*** Opening of Input records ***

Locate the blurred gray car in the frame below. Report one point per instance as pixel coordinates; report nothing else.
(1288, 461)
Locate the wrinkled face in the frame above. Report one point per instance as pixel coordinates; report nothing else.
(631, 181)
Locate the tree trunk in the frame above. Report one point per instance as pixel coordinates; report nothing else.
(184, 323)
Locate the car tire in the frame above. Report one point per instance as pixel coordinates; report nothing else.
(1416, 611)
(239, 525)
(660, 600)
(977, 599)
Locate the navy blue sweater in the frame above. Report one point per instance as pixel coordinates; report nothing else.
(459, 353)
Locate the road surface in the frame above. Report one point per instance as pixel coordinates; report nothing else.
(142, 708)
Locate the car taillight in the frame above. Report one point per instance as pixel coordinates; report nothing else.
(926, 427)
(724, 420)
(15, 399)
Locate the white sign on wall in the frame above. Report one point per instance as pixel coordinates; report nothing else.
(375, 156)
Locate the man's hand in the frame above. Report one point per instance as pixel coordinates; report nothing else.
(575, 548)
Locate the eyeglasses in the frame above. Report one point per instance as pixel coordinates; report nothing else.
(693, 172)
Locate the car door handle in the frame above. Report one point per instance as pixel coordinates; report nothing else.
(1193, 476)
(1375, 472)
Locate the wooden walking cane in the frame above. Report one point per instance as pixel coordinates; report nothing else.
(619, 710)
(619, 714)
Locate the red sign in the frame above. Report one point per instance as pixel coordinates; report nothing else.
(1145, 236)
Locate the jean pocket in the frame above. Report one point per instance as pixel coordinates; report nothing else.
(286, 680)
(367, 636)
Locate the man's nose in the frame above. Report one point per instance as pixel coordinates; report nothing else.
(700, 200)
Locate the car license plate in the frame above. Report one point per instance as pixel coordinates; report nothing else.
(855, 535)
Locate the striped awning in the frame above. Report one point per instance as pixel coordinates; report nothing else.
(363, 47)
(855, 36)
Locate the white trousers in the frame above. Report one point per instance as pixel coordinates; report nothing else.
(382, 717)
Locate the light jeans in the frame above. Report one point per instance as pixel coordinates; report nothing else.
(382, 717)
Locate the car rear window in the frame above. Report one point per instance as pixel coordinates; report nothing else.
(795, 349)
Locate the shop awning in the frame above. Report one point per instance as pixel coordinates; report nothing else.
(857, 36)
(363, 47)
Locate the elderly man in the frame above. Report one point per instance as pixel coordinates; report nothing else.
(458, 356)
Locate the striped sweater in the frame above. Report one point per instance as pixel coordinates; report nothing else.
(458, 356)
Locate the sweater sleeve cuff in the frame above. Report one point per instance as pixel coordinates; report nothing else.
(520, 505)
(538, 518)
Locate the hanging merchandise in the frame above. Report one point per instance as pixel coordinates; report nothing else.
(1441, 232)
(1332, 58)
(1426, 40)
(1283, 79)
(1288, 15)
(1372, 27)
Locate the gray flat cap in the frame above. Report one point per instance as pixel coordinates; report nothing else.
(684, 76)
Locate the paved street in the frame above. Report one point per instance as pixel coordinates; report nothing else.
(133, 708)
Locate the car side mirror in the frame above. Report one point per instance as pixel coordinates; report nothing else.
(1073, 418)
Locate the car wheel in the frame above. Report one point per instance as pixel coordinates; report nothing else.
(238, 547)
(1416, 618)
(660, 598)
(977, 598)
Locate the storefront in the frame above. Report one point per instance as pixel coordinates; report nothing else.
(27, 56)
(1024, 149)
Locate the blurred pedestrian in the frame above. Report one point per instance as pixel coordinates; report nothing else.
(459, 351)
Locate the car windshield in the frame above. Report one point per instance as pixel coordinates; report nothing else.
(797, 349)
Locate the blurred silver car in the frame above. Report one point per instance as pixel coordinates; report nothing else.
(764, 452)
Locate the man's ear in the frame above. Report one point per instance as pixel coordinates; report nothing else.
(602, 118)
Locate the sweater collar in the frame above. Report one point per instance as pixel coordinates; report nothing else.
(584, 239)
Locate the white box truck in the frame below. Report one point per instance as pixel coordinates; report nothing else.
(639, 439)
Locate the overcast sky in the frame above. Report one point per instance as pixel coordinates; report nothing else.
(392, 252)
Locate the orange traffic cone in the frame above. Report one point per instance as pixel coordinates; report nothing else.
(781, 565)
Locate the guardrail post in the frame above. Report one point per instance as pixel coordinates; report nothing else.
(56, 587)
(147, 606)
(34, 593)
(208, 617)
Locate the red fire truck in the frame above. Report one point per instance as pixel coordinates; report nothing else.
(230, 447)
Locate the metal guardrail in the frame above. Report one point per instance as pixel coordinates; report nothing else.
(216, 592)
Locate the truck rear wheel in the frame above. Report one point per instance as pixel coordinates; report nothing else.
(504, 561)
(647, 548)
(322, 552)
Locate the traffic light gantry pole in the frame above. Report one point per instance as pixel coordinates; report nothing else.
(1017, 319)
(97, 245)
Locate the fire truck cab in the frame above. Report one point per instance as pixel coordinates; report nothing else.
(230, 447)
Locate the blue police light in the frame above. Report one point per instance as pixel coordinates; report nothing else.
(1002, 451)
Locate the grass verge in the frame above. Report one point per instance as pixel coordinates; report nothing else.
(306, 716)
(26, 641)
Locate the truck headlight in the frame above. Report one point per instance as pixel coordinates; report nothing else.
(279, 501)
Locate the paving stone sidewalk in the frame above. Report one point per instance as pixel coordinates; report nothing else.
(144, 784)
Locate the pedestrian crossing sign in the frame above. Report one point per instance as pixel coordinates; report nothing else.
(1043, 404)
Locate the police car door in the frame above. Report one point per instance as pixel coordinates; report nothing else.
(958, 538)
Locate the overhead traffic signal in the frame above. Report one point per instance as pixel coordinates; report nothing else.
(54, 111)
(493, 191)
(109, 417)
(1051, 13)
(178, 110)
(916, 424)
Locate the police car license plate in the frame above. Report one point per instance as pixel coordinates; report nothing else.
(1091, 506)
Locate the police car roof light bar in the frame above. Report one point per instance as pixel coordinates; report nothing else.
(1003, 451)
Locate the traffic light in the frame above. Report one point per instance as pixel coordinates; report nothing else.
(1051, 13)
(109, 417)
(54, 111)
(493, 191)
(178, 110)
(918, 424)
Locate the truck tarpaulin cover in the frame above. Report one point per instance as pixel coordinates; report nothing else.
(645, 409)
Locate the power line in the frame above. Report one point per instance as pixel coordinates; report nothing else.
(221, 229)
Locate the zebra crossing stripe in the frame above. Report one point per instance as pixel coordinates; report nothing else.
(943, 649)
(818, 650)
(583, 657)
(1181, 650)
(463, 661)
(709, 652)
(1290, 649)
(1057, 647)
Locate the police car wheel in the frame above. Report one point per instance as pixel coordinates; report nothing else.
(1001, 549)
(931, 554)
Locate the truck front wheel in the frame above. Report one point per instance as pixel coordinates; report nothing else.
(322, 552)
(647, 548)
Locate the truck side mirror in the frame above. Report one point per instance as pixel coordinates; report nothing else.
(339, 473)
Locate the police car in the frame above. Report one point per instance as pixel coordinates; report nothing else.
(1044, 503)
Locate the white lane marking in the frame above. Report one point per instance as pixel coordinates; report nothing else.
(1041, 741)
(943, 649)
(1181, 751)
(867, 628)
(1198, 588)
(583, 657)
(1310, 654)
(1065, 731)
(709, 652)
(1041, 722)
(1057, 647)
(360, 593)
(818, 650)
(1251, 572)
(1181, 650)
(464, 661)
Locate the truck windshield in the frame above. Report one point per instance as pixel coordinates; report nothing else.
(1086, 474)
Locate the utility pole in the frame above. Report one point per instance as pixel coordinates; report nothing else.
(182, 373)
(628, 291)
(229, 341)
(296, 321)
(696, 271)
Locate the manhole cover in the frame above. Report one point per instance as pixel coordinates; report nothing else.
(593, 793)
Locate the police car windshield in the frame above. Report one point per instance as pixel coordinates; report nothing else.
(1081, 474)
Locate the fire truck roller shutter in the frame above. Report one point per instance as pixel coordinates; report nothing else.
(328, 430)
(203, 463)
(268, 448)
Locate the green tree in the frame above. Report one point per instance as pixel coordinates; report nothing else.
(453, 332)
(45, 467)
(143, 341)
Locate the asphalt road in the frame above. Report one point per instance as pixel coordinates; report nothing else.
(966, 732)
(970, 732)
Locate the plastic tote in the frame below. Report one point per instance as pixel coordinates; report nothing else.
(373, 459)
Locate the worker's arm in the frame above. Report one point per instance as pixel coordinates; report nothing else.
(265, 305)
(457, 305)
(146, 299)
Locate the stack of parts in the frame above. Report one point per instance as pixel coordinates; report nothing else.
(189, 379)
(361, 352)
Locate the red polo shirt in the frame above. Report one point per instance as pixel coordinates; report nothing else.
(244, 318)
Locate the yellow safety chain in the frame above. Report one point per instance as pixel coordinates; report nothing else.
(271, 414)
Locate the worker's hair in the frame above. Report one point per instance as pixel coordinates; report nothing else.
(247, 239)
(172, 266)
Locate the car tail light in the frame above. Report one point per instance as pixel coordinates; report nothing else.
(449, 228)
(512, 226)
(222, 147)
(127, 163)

*** Close of Input records ***

Output nothing but the lines from the one that contains "Locate the stack" through the final line of the entries above, exactly as they appear.

Locate the stack of parts in the frame above. Report one point per instance as pixel coordinates; report nothing else.
(189, 379)
(361, 352)
Locate the red polo shirt in the frame above. Report one point per instance as pixel coordinates; report nothing else.
(244, 318)
Locate the yellow safety chain in the frame above. Report one point per instance as pixel coordinates; report nothing else.
(271, 414)
Locate the worker's hair in the frame above. Report one point per instance as pixel coordinates; report nothing else.
(247, 239)
(172, 266)
Locate the car tail light in the frame above. Report one point per instance as pixel coordinates; report nothing else.
(449, 228)
(512, 226)
(222, 147)
(127, 163)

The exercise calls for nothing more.